═══ Records to process

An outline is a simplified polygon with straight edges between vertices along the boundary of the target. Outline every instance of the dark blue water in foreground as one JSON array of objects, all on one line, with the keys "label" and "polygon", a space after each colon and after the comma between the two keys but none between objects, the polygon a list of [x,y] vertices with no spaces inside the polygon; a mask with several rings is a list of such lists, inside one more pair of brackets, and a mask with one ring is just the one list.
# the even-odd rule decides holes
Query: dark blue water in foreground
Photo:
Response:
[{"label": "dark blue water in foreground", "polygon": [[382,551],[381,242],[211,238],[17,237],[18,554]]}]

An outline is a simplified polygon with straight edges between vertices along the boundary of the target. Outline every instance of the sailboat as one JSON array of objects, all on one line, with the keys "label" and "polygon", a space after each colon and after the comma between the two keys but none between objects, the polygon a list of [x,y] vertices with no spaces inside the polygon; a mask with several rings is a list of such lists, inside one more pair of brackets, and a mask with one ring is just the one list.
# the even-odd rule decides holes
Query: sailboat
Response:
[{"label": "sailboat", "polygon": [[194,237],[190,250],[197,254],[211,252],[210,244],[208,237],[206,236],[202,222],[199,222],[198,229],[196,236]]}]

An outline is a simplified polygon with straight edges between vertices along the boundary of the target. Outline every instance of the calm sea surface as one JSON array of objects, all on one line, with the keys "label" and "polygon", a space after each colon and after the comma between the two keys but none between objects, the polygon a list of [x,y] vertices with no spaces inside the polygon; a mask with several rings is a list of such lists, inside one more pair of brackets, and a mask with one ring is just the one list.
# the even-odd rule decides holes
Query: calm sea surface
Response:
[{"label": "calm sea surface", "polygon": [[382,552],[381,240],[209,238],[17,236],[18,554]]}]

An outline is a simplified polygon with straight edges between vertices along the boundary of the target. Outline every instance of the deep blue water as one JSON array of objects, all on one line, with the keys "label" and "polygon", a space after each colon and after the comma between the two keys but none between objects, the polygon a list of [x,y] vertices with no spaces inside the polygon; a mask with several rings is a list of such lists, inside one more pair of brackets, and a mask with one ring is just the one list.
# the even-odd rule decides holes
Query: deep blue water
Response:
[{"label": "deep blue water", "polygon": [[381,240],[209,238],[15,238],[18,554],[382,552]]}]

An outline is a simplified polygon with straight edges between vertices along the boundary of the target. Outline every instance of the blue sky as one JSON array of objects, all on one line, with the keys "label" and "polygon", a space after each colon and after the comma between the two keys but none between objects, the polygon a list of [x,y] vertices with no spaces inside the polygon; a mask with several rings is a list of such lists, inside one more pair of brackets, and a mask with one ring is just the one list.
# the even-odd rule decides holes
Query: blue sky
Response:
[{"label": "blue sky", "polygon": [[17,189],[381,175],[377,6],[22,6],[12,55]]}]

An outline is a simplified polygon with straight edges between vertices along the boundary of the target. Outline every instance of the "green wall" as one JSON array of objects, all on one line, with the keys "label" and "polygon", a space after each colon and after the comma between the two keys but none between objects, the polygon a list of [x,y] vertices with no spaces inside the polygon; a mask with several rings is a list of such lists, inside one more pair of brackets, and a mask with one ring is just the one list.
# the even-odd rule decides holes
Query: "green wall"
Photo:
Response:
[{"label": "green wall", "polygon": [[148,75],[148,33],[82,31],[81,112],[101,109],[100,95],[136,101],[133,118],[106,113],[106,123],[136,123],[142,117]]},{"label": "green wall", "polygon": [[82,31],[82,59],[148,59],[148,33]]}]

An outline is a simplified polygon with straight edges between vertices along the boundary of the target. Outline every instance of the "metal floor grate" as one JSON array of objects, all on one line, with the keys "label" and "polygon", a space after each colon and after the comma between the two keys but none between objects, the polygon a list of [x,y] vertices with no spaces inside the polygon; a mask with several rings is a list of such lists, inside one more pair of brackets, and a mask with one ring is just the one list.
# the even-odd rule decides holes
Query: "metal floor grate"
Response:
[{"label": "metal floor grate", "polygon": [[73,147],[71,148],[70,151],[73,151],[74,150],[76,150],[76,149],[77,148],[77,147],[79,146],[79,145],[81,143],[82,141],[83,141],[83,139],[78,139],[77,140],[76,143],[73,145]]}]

══════
═══ Records to process

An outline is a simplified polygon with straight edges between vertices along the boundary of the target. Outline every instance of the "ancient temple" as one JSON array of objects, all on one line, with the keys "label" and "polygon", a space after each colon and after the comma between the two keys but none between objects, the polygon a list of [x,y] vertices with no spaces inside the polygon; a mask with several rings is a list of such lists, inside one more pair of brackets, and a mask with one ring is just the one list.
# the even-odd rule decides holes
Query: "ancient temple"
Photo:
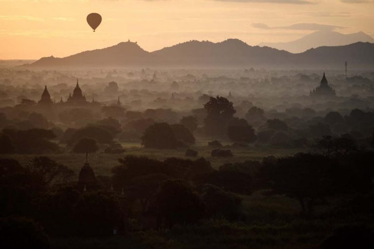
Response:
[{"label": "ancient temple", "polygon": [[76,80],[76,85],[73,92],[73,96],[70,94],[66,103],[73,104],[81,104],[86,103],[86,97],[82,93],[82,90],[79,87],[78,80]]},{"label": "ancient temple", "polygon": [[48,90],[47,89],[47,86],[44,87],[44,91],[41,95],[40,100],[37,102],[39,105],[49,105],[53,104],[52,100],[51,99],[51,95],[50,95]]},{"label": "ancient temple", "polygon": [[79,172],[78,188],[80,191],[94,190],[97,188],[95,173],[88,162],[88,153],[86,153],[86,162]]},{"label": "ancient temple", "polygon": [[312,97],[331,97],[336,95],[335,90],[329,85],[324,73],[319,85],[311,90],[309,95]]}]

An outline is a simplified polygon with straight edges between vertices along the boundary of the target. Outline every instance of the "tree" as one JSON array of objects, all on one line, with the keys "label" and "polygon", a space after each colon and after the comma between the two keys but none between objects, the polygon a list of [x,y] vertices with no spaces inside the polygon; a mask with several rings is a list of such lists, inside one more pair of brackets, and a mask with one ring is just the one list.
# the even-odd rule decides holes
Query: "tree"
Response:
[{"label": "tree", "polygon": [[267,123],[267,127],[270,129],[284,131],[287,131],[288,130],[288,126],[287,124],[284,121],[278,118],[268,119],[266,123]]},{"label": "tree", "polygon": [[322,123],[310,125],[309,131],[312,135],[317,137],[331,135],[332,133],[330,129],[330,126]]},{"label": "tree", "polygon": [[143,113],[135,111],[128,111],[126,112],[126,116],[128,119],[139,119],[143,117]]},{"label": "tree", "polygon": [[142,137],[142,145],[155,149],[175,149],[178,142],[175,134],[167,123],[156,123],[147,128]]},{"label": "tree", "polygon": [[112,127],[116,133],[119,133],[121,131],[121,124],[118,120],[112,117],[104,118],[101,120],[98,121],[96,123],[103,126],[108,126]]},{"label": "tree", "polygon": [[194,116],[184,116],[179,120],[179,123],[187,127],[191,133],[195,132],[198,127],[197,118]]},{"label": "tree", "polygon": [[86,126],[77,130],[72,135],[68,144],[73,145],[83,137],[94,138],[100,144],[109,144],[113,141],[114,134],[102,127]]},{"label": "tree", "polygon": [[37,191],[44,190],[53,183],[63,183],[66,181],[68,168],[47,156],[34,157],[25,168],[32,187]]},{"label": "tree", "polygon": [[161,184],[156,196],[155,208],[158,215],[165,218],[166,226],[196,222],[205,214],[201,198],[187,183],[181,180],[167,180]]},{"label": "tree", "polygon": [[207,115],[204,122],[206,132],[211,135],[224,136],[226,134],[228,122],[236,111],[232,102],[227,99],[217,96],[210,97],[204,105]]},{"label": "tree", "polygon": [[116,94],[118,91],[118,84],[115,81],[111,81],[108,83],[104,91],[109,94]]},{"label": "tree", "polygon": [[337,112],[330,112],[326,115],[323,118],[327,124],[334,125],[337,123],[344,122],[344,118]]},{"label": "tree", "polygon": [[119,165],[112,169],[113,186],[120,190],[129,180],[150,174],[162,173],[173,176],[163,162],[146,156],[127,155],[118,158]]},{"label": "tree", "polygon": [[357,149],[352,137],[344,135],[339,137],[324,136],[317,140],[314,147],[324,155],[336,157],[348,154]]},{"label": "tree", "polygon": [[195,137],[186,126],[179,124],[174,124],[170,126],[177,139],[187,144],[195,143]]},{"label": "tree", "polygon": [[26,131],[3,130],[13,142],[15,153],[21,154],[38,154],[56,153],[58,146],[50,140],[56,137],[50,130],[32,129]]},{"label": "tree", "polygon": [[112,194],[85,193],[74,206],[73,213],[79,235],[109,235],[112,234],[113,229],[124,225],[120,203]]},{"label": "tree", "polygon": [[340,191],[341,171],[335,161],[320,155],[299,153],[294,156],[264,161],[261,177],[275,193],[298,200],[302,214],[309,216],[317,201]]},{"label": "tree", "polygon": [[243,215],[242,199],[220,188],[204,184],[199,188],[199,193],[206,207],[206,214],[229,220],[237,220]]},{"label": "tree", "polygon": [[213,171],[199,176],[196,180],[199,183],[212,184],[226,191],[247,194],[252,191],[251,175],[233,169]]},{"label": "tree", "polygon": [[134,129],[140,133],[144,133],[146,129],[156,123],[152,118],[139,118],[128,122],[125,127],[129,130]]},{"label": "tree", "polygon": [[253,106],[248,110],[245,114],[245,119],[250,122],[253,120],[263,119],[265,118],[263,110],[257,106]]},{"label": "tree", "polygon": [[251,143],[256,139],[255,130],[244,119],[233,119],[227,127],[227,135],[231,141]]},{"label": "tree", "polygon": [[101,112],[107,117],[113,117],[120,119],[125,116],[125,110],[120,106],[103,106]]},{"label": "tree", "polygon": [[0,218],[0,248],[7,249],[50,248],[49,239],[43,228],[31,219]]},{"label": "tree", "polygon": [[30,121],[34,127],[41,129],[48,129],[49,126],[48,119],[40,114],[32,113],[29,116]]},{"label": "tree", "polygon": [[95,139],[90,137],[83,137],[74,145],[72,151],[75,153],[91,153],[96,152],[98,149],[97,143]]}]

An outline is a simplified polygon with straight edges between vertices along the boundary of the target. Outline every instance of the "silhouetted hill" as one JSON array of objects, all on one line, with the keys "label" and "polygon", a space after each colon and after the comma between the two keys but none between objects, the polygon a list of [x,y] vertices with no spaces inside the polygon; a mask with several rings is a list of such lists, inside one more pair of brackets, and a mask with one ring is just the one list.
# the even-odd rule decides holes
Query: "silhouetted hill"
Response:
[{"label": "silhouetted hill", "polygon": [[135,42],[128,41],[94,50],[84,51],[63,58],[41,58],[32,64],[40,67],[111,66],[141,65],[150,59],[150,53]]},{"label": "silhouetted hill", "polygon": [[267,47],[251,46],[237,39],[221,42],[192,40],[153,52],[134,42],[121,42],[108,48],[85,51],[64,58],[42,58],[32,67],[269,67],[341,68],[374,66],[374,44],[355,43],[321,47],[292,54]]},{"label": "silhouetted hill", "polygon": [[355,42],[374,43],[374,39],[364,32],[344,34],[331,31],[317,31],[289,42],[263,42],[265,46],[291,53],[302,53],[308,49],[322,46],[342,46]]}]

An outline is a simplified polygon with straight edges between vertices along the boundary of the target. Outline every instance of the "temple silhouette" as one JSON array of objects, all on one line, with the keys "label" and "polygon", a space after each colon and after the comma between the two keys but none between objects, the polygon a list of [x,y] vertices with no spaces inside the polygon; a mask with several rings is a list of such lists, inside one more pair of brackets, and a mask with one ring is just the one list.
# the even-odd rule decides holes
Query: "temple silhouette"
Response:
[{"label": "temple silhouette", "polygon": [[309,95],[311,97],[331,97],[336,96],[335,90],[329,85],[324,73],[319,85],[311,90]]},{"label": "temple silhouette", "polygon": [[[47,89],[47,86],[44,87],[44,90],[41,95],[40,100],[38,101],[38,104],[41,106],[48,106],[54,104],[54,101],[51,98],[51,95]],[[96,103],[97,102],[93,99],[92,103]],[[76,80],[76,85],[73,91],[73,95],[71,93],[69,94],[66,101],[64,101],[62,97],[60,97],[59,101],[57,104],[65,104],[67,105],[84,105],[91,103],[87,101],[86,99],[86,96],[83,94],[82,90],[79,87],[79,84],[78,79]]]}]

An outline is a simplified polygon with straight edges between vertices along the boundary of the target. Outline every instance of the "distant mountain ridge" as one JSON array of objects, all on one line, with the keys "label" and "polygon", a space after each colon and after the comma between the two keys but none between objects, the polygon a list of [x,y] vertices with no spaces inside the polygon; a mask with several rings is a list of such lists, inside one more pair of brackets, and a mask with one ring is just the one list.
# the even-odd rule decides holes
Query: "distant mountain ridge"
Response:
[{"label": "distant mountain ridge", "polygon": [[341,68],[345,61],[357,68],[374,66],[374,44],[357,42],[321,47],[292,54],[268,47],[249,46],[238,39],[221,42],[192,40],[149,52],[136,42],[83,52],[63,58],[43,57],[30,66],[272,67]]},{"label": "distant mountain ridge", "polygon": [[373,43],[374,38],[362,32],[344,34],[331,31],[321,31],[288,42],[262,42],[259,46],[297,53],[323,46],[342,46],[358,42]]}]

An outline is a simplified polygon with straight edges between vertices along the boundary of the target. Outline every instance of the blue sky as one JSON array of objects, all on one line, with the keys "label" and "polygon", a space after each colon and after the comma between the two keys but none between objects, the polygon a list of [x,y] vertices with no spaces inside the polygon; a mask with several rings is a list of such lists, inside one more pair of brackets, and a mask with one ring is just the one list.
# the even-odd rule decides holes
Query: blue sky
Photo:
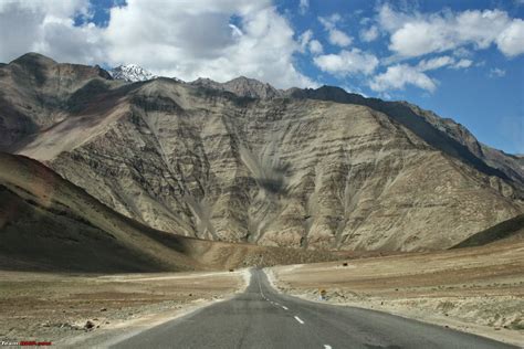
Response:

══════
═══ Records to process

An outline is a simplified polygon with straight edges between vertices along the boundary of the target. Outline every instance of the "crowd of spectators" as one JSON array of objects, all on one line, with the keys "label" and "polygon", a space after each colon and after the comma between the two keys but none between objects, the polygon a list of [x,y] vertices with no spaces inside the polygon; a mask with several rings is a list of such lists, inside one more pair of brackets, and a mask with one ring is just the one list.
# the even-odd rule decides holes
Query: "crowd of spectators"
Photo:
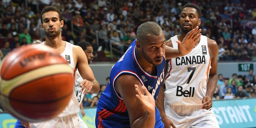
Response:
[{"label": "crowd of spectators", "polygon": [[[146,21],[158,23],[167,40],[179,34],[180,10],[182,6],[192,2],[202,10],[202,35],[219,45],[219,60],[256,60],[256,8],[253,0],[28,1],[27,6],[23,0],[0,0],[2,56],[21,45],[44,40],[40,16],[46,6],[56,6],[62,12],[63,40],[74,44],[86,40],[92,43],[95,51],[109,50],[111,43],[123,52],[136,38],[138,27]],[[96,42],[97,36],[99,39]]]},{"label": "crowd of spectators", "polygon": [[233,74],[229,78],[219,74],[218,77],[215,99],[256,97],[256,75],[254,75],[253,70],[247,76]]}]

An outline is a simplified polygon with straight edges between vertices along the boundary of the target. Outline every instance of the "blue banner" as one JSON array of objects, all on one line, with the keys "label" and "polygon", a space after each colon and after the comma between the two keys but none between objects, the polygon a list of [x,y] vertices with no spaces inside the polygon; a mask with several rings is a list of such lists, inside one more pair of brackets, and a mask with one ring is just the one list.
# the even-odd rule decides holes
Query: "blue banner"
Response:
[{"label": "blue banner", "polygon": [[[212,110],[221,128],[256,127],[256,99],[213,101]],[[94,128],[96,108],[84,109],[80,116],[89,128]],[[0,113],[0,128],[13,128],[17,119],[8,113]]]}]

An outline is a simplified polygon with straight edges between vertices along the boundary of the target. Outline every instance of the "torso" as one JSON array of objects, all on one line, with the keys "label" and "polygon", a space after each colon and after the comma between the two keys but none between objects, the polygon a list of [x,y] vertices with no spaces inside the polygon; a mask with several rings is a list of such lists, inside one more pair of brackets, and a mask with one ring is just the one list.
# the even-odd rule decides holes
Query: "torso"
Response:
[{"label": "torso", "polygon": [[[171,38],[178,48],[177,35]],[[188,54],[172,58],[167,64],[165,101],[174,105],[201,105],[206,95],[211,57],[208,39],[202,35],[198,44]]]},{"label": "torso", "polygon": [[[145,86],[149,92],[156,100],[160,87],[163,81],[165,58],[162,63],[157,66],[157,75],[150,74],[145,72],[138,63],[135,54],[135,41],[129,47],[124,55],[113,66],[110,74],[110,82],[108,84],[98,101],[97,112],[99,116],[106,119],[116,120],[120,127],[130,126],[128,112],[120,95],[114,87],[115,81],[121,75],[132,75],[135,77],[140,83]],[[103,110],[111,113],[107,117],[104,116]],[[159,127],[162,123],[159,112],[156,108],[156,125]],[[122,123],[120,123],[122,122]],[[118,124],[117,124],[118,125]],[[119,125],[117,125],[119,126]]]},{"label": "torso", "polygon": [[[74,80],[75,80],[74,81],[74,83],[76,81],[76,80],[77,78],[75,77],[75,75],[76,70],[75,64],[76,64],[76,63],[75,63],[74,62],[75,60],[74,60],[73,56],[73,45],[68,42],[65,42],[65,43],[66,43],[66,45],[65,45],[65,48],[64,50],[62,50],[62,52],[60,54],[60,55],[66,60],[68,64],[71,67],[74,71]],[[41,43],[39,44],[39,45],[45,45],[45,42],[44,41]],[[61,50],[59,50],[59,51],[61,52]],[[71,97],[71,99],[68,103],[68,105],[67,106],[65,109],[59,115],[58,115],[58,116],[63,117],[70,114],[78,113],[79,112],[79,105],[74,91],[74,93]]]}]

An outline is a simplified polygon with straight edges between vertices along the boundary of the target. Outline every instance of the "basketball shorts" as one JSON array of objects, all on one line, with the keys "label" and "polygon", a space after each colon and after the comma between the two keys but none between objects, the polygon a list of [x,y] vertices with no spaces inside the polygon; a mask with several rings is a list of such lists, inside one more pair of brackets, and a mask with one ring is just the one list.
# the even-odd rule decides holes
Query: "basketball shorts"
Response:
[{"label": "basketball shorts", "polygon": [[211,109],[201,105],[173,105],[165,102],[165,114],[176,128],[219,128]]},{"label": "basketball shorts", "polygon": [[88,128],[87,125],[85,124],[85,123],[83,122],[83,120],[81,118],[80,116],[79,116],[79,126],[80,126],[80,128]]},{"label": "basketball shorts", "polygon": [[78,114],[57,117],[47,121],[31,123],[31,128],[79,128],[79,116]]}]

══════

Written problem:
Identify every line in the material above that contains the string "shorts", and copy each of those lines in full. Case counts.

Solution:
An outline is a simplified polygon with straight edges between vertices along the boundary of the target. Outline every instance of the "basketball shorts" as one JSON array of objects, all on one line, with the keys "label" and "polygon", a space after each colon and after the comma between the two keys but none between objects, the polygon a list of [x,y] vertices with no spaces inside the polygon; a mask with several rings is a list of such lists, inside one more pair of brackets, and a mask with one ring is just the one list.
Query: "basketball shorts"
[{"label": "basketball shorts", "polygon": [[211,109],[201,105],[173,105],[165,102],[165,114],[176,128],[219,128]]},{"label": "basketball shorts", "polygon": [[88,128],[87,125],[85,124],[85,123],[83,122],[83,120],[81,118],[80,116],[79,116],[79,126],[80,126],[80,128]]},{"label": "basketball shorts", "polygon": [[78,114],[57,117],[47,121],[31,123],[31,128],[79,128],[79,116]]}]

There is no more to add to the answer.